_EXERCISE PROMPT_
Extract every line of the records below that contains the word "person", matching case exactly.

Excerpts from the segmentation records
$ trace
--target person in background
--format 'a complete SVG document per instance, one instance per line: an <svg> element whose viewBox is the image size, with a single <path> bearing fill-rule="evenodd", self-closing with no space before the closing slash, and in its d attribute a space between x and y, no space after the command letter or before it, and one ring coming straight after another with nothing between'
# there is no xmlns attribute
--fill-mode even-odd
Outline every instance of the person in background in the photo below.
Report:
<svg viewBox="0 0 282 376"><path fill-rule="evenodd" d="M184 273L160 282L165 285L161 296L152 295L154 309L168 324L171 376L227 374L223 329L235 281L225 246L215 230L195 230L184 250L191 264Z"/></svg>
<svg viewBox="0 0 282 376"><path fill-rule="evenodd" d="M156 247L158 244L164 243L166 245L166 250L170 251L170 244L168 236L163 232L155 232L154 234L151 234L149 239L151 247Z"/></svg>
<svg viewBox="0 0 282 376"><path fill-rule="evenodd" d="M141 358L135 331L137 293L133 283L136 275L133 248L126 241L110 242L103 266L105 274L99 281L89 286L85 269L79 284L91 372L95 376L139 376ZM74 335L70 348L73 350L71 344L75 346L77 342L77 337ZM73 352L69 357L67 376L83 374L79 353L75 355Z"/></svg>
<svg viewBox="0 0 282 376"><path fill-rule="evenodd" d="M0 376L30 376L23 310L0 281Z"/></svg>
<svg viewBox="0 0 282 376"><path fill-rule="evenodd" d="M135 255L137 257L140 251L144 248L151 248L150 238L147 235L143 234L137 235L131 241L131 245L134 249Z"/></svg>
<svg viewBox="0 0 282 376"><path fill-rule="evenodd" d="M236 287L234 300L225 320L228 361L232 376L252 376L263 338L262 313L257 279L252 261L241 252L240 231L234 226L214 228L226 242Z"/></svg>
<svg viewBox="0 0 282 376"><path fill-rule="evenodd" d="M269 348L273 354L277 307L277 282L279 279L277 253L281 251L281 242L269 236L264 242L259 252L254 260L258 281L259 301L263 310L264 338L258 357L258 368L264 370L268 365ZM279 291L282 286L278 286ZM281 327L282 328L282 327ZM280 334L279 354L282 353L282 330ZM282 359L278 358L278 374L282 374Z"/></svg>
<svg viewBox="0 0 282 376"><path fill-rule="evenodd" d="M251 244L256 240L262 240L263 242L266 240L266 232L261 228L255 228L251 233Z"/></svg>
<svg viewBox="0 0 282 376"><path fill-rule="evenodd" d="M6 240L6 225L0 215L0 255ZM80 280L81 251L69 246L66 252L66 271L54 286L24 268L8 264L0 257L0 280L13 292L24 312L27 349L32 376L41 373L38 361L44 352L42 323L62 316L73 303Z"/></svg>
--
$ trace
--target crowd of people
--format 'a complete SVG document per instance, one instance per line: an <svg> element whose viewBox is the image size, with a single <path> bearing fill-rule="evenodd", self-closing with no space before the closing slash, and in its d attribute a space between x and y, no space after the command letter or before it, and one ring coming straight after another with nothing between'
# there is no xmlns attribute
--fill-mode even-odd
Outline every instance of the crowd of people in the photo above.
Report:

_OUTPUT_
--target person in background
Outline every instance of the person in background in the photo below.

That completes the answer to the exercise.